··· Dataset entries ···

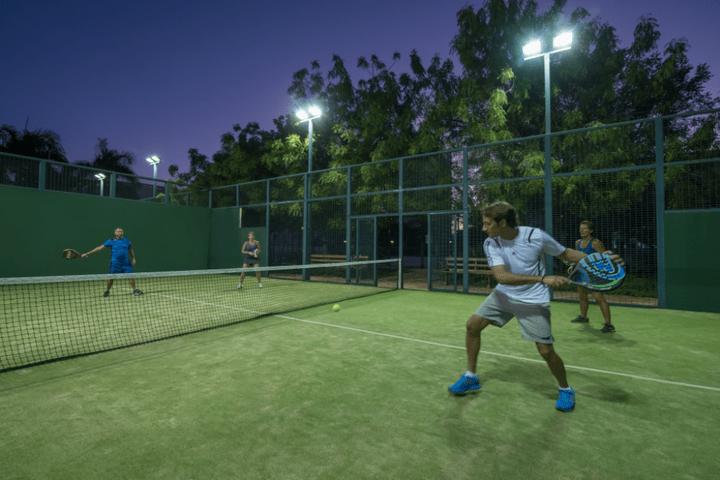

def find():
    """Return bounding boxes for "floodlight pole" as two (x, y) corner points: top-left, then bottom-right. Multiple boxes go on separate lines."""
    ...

(95, 173), (105, 197)
(523, 37), (572, 275)
(145, 155), (160, 198)
(296, 107), (321, 280)
(153, 163), (157, 198)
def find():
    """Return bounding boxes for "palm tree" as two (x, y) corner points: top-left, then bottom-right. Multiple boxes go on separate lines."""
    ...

(76, 138), (143, 198)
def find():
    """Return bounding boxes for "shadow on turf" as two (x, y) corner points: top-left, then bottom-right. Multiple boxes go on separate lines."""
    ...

(480, 363), (646, 405)
(572, 323), (637, 347)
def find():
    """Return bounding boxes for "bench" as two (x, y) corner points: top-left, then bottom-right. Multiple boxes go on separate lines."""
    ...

(442, 257), (493, 288)
(310, 253), (368, 265)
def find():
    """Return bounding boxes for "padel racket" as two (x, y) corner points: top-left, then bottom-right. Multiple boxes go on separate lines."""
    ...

(63, 248), (81, 260)
(568, 253), (625, 292)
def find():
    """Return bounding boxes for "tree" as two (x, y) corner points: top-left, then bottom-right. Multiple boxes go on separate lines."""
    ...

(72, 138), (139, 199)
(0, 125), (68, 163)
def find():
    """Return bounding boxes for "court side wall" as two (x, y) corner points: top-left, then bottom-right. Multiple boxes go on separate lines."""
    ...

(209, 207), (267, 268)
(0, 186), (211, 277)
(665, 211), (720, 312)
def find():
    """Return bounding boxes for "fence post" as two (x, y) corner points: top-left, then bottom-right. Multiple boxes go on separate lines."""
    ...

(110, 172), (117, 198)
(38, 160), (47, 190)
(464, 148), (470, 293)
(345, 167), (352, 283)
(398, 157), (405, 289)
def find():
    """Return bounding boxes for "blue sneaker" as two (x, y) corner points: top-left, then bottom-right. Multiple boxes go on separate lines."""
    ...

(555, 388), (575, 412)
(448, 374), (480, 395)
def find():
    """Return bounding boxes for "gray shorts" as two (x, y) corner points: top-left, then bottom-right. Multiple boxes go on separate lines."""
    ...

(475, 290), (555, 344)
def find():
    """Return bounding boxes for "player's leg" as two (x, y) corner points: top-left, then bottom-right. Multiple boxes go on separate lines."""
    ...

(535, 342), (569, 388)
(592, 292), (612, 325)
(465, 314), (491, 373)
(238, 263), (248, 288)
(536, 343), (575, 412)
(448, 291), (513, 395)
(570, 287), (590, 323)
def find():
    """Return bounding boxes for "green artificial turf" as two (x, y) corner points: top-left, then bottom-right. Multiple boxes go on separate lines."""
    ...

(0, 291), (720, 479)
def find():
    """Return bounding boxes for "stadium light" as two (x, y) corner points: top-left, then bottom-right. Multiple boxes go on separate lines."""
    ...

(145, 155), (162, 198)
(295, 105), (322, 280)
(295, 105), (322, 172)
(95, 173), (105, 197)
(523, 40), (542, 60)
(523, 31), (573, 275)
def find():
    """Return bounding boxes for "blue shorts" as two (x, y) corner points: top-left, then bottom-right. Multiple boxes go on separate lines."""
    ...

(110, 262), (133, 273)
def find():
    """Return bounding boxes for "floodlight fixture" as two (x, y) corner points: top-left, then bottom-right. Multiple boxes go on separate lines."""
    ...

(553, 30), (572, 50)
(95, 173), (105, 197)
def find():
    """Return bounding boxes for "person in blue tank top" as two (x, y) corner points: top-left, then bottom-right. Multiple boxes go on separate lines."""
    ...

(570, 220), (615, 333)
(238, 232), (262, 288)
(82, 227), (142, 297)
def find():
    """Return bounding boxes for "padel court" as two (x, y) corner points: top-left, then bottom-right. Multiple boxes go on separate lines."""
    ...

(0, 288), (720, 479)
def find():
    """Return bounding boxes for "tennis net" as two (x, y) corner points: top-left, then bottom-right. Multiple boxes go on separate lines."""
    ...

(0, 259), (399, 373)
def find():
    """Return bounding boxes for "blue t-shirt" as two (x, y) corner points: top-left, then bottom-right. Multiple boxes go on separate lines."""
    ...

(103, 238), (132, 263)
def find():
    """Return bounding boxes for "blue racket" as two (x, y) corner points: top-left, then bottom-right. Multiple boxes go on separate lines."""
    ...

(568, 253), (625, 292)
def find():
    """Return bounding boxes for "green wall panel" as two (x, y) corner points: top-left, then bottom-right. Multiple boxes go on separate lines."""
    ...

(665, 211), (720, 312)
(209, 208), (267, 268)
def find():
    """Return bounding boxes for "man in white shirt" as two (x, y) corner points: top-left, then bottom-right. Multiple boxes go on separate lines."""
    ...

(449, 202), (622, 412)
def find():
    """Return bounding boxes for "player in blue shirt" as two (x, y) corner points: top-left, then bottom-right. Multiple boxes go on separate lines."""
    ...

(82, 227), (142, 297)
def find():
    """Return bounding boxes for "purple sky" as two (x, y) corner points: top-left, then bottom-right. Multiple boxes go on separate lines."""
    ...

(0, 0), (720, 182)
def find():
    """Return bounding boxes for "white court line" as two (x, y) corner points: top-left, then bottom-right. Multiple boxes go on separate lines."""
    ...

(152, 294), (720, 392)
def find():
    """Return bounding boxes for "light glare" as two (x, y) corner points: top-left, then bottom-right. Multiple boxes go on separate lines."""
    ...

(553, 32), (572, 48)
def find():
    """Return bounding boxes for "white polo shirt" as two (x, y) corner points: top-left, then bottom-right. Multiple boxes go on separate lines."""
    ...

(484, 227), (565, 303)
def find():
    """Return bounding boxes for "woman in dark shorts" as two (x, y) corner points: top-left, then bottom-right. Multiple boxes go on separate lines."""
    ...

(238, 232), (262, 288)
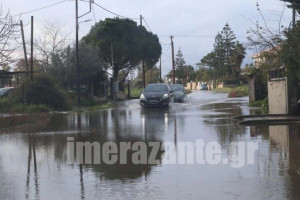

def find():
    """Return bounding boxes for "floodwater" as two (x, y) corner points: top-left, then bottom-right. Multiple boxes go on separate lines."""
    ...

(0, 92), (300, 200)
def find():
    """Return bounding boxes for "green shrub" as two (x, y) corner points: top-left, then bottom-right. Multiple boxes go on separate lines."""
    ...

(24, 75), (67, 110)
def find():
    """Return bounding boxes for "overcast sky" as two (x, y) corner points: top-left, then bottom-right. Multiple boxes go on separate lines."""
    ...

(1, 0), (292, 74)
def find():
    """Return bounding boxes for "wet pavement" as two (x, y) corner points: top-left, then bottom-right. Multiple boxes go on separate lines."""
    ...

(0, 92), (300, 200)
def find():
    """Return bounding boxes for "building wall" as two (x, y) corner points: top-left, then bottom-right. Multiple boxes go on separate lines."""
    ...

(268, 79), (288, 114)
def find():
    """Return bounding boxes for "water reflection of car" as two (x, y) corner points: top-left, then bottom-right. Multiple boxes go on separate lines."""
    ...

(200, 83), (208, 90)
(140, 84), (173, 107)
(170, 84), (186, 102)
(0, 87), (15, 98)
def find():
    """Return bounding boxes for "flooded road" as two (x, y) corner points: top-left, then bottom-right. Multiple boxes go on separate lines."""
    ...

(0, 92), (300, 200)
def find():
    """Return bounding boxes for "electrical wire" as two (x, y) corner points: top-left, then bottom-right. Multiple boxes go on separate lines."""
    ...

(94, 2), (138, 20)
(11, 0), (68, 17)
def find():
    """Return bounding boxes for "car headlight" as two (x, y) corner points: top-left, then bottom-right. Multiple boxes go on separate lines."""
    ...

(163, 94), (169, 99)
(140, 94), (146, 100)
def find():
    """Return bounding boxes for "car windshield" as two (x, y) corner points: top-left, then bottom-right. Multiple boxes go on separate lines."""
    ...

(144, 85), (169, 92)
(0, 88), (10, 96)
(170, 85), (183, 91)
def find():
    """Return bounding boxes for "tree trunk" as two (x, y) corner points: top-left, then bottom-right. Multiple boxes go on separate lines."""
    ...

(111, 70), (119, 100)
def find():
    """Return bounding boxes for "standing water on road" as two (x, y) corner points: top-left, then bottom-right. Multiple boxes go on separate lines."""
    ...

(0, 92), (300, 200)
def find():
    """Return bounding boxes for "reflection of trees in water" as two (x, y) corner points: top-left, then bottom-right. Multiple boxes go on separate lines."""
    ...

(269, 125), (300, 199)
(201, 103), (246, 147)
(14, 109), (165, 183)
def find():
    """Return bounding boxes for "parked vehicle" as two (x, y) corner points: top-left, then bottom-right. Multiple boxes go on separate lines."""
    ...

(200, 83), (208, 90)
(170, 84), (187, 102)
(140, 84), (173, 107)
(0, 87), (15, 98)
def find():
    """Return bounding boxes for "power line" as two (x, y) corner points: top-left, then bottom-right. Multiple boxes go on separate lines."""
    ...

(94, 2), (137, 20)
(11, 0), (68, 17)
(143, 17), (171, 46)
(158, 35), (248, 38)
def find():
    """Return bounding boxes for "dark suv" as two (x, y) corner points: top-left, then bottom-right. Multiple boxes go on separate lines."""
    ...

(140, 84), (173, 107)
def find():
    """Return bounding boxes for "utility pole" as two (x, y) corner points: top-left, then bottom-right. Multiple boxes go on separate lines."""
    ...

(159, 56), (162, 83)
(293, 7), (296, 27)
(30, 16), (33, 81)
(140, 15), (146, 88)
(75, 0), (80, 106)
(170, 35), (175, 84)
(20, 20), (29, 76)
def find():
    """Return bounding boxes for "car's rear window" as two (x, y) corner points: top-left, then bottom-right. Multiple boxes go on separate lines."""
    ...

(170, 85), (183, 91)
(144, 85), (169, 92)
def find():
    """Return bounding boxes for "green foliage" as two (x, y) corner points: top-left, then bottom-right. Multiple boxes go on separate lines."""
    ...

(83, 18), (161, 80)
(24, 75), (67, 110)
(199, 24), (246, 80)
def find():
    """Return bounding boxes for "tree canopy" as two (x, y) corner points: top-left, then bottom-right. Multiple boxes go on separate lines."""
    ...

(200, 24), (246, 80)
(83, 18), (162, 80)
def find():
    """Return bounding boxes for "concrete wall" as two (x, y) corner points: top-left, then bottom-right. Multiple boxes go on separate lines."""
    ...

(268, 79), (288, 114)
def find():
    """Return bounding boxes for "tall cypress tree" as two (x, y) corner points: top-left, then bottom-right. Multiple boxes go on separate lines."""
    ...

(175, 49), (185, 83)
(221, 23), (236, 79)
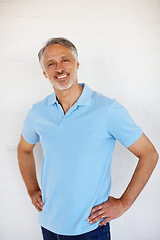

···

- Stated exercise:
Tally the lines in the data that contain the string "reflection", treating uppercase and lowercase as different. Give only the number.

- Result of this exercise:
2